Every line of the data below should be repeated exactly, and no picture should be copied.

- Material provided

*** Block opens ***

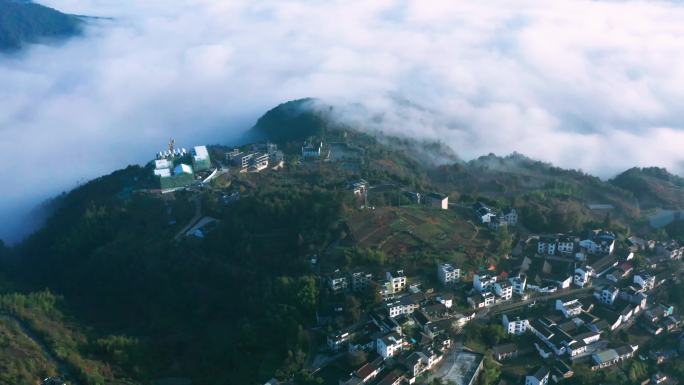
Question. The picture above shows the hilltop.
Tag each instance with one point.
(133, 297)
(23, 22)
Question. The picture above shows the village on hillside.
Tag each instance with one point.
(558, 308)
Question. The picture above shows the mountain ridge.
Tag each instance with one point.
(24, 22)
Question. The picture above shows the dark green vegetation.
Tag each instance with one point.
(21, 360)
(129, 304)
(653, 187)
(23, 22)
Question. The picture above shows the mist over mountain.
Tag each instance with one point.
(23, 22)
(477, 77)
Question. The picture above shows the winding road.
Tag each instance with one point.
(62, 367)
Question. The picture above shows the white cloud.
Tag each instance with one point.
(584, 84)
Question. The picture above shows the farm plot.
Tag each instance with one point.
(398, 230)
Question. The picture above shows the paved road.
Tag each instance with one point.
(498, 309)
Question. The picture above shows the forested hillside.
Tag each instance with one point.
(23, 22)
(132, 299)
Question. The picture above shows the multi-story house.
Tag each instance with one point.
(547, 245)
(599, 242)
(519, 284)
(539, 377)
(570, 308)
(504, 290)
(484, 281)
(482, 300)
(510, 216)
(515, 325)
(440, 201)
(338, 282)
(447, 274)
(397, 281)
(582, 276)
(644, 279)
(607, 295)
(389, 344)
(312, 150)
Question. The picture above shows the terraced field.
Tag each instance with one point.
(399, 230)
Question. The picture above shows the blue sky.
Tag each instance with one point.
(583, 84)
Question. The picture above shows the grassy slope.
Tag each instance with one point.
(653, 187)
(21, 360)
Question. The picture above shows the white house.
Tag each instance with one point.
(484, 214)
(504, 290)
(607, 295)
(510, 216)
(519, 284)
(182, 169)
(447, 274)
(538, 377)
(397, 281)
(570, 308)
(479, 301)
(438, 200)
(389, 344)
(599, 242)
(311, 150)
(484, 281)
(644, 279)
(566, 245)
(547, 245)
(515, 325)
(582, 276)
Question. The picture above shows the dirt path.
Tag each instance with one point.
(198, 213)
(61, 366)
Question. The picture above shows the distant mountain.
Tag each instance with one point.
(293, 120)
(653, 187)
(23, 22)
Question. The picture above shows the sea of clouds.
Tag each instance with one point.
(596, 85)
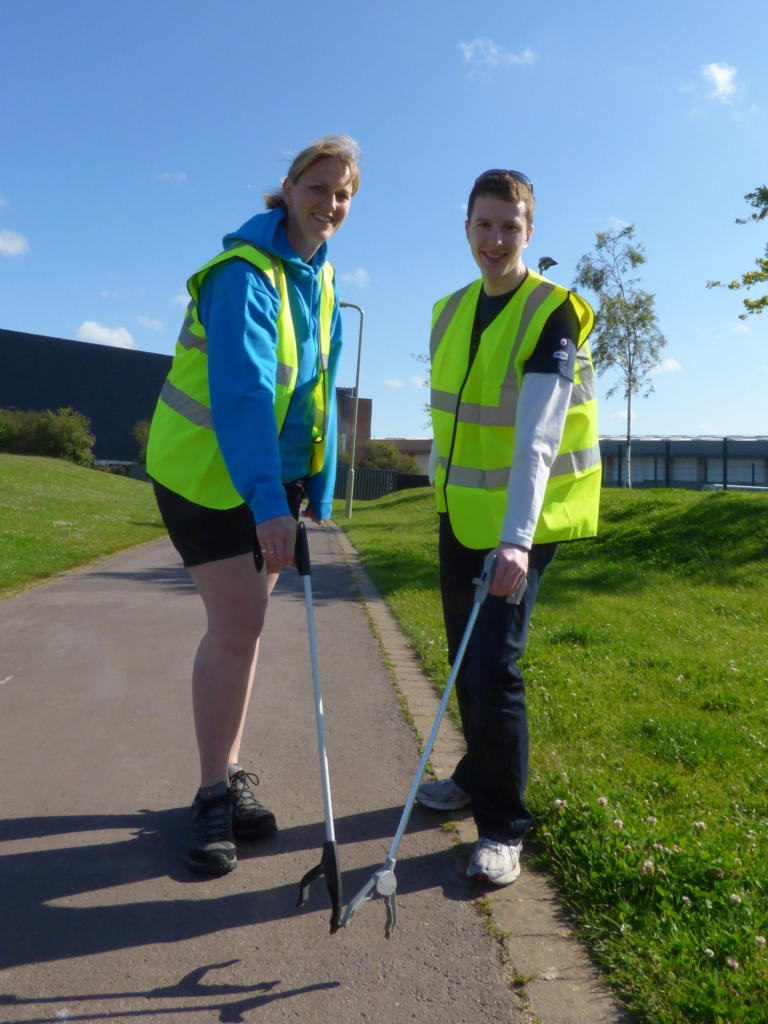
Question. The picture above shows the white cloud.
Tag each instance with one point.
(720, 76)
(485, 53)
(359, 278)
(12, 244)
(151, 324)
(667, 366)
(117, 337)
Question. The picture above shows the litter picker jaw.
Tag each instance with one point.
(384, 881)
(329, 865)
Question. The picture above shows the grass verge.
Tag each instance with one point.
(647, 676)
(55, 516)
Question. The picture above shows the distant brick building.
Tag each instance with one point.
(419, 448)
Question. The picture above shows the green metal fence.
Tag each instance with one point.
(371, 483)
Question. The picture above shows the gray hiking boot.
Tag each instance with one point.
(211, 848)
(250, 818)
(443, 795)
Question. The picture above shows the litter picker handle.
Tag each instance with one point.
(301, 551)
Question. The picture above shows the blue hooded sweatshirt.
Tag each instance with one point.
(239, 310)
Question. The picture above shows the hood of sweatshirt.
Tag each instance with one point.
(266, 231)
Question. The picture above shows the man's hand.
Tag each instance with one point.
(278, 541)
(511, 569)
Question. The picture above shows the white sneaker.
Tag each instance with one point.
(498, 863)
(443, 795)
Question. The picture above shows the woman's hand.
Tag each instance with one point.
(278, 541)
(308, 513)
(511, 569)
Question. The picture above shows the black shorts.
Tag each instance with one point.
(202, 535)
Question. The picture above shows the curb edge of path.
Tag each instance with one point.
(561, 985)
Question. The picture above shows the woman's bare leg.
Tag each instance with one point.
(236, 598)
(271, 579)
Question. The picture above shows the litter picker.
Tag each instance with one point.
(329, 865)
(384, 882)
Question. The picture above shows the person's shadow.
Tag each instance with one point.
(35, 929)
(190, 986)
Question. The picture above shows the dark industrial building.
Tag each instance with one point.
(686, 462)
(114, 387)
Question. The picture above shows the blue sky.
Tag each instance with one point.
(135, 133)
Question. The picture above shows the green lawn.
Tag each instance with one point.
(55, 516)
(647, 677)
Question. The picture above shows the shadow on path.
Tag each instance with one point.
(34, 931)
(189, 987)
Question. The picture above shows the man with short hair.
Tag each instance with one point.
(517, 471)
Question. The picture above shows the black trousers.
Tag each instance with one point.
(491, 687)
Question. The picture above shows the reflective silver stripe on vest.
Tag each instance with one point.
(584, 391)
(443, 400)
(284, 374)
(574, 462)
(442, 322)
(185, 406)
(188, 340)
(467, 476)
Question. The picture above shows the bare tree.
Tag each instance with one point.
(758, 199)
(627, 335)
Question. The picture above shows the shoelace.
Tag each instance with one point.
(241, 790)
(212, 822)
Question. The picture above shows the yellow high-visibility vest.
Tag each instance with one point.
(473, 416)
(182, 453)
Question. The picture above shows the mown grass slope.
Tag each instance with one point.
(647, 677)
(55, 516)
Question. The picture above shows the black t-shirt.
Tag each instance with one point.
(556, 348)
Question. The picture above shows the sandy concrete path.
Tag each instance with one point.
(100, 920)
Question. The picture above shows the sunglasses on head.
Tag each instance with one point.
(518, 175)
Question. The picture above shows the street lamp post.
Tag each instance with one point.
(350, 475)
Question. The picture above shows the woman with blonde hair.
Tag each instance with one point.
(244, 430)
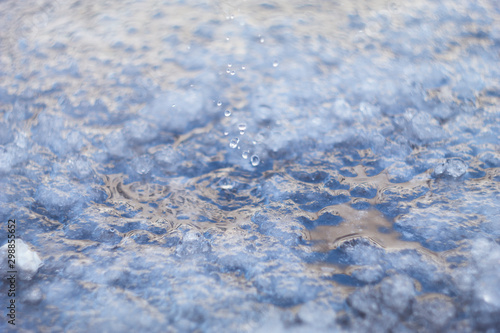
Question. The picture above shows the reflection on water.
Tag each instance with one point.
(244, 166)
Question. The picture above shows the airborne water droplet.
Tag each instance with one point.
(234, 142)
(242, 127)
(255, 160)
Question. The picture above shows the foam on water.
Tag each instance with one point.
(252, 167)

*** Block closes ***

- Solution for this problem
Question. The picture above shows the hilltop.
Tag each instance with one point.
(133, 297)
(23, 22)
Question. The picture above shows the village on hillside.
Tag each instance with one point.
(558, 308)
Question. The picture above shows the mountain ridge.
Tag each instance with one point.
(24, 22)
Question. The picture above shows the dark green vegetation.
Tag each instance with one point.
(21, 360)
(129, 304)
(653, 187)
(23, 22)
Question. The picture above shows the mist over mountain.
Tag each instance with one point.
(23, 22)
(477, 77)
Question. The picture above shows the winding road.
Tag each instance with one point.
(62, 367)
Question. The picture above shows the white cloud.
Tag each instance with one point.
(584, 84)
Question. The picture above shows the farm plot.
Tag each instance with one point.
(398, 230)
Question. The picture above shows the paved road.
Tag each instance with one point.
(498, 309)
Question. The picture above shows the forested hillside.
Tag each instance with one point.
(23, 22)
(132, 299)
Question. The picture above shows the multi-story house.
Tag each instance with one point.
(547, 245)
(599, 242)
(519, 284)
(539, 377)
(570, 308)
(504, 290)
(484, 281)
(482, 300)
(510, 216)
(515, 325)
(440, 201)
(338, 282)
(447, 274)
(397, 281)
(582, 276)
(644, 279)
(607, 295)
(389, 344)
(312, 150)
Question. The picture above shows the terraced field.
Tag each instance with one point.
(399, 230)
Question. The picture above shows the blue sky.
Tag each instance with one point.
(583, 84)
Question. The picture above shows the grassy slope.
Tag each instance with one point.
(653, 187)
(21, 360)
Question. The picture above shows the white house.
Tag each instance with one point.
(484, 214)
(504, 290)
(607, 295)
(510, 216)
(519, 284)
(182, 169)
(447, 274)
(538, 377)
(397, 281)
(570, 308)
(479, 301)
(438, 200)
(389, 344)
(599, 242)
(311, 150)
(484, 281)
(644, 279)
(566, 245)
(547, 245)
(515, 325)
(582, 276)
Question. The picture above shows the dirt path.
Tag each instance with one point.
(198, 213)
(61, 366)
Question. The picture above shows the distant mountain.
Tag each instance with one point.
(293, 120)
(653, 187)
(23, 22)
Question. The picture above shows the sea of clouds.
Tag each instance with one point.
(596, 85)
Question. The picture above shows the white cloud.
Tag each instance with one point.
(720, 76)
(485, 53)
(359, 278)
(12, 244)
(151, 324)
(667, 366)
(117, 337)
Question. The picture above shows the litter picker jaw.
Tag each instance with one point.
(384, 881)
(329, 865)
Question. The picture above shows the grass verge.
Tag each instance with one point.
(647, 676)
(55, 516)
Question. The picture above shows the distant brick building.
Tag each instance with one point.
(419, 448)
Question. The picture above shows the green metal fence.
Tag each instance with one point.
(371, 483)
Question. The picture above shows the gray hiking boot.
Tag each instance with one point.
(211, 848)
(250, 818)
(443, 795)
Question. The picture above shows the litter picker handle.
Tag each instance with one point.
(301, 551)
Question. The picture above shows the blue hooded sweatshirt.
Tag each instance with one point.
(239, 310)
Question. The picture above shows the hood of sweatshirt.
Tag each instance with one point.
(266, 231)
Question. The picture above shows the man's hand.
Tag each instance with one point.
(278, 541)
(511, 569)
Question. The picture above shows the white sneaker.
Tag each instance with one point.
(498, 863)
(443, 795)
Question. The picture above shows the woman's hand.
Tag each instance with one point.
(278, 541)
(308, 513)
(511, 569)
Question. The picture above shows the black shorts.
Tag each instance with one point.
(202, 535)
Question. The picture above shows the curb edge of path.
Tag each instance with one point.
(561, 985)
Question. The picture above shows the woman's bare leg.
Tag each instance with one point.
(236, 598)
(271, 579)
Question. The picture above shows the litter picker.
Tag each instance with one point.
(329, 865)
(384, 882)
Question. The picture above shows the person's shadow.
Tag each instance with one point.
(35, 929)
(190, 986)
Question. The picture above shows the dark industrial building.
Tag each instance with one point.
(686, 462)
(114, 387)
Question. The picture above shows the blue sky.
Tag each instance with one point.
(135, 133)
Question. The picture above shows the green lawn.
Tag each instance with one point.
(55, 516)
(647, 677)
Question. The picture above shows the shadow on path.
Tag each instance with one point.
(34, 931)
(189, 987)
Question. The picture above shows the man with short hair.
Tag each instance with one point.
(517, 471)
Question. The picture above shows the black trousers.
Tag each instance with one point.
(491, 687)
Question. The picture above shows the reflective silver stripe on vest.
Tag each instance with one point.
(584, 391)
(443, 400)
(284, 374)
(574, 462)
(442, 322)
(185, 406)
(188, 340)
(467, 476)
Question. The picture above shows the bare tree.
Tag each instance with one point.
(758, 199)
(627, 335)
Question. The picture above shows the shoelace.
Tag each instance with one point.
(241, 790)
(212, 822)
Question. The picture above shows the yellow high-visibility vest.
Tag each instance with one point.
(473, 416)
(182, 453)
Question. The picture above shows the mown grass slope.
Tag each instance with one point.
(647, 677)
(55, 516)
Question. The picture above shows the black t-shirt.
Tag each instance with one point.
(556, 348)
Question. The picture above shows the sandy concrete path.
Tag each instance with one point.
(100, 920)
Question. The picture above shows the sunglasses on head.
Tag each instance with one point.
(518, 175)
Question. The picture above shows the street lamp post.
Tag each instance with one point.
(350, 475)
Question. The picture above shows the woman with blonde hair.
Tag each instance with one point.
(244, 430)
Question. The picture above shows the reflection on water.
Tag each instance with one point.
(244, 166)
Question. The picture above shows the airborne water droplet.
Tag each instance with one point.
(234, 142)
(242, 127)
(255, 160)
Question. The picture above shows the foam on water.
Tag each instance with one point.
(252, 167)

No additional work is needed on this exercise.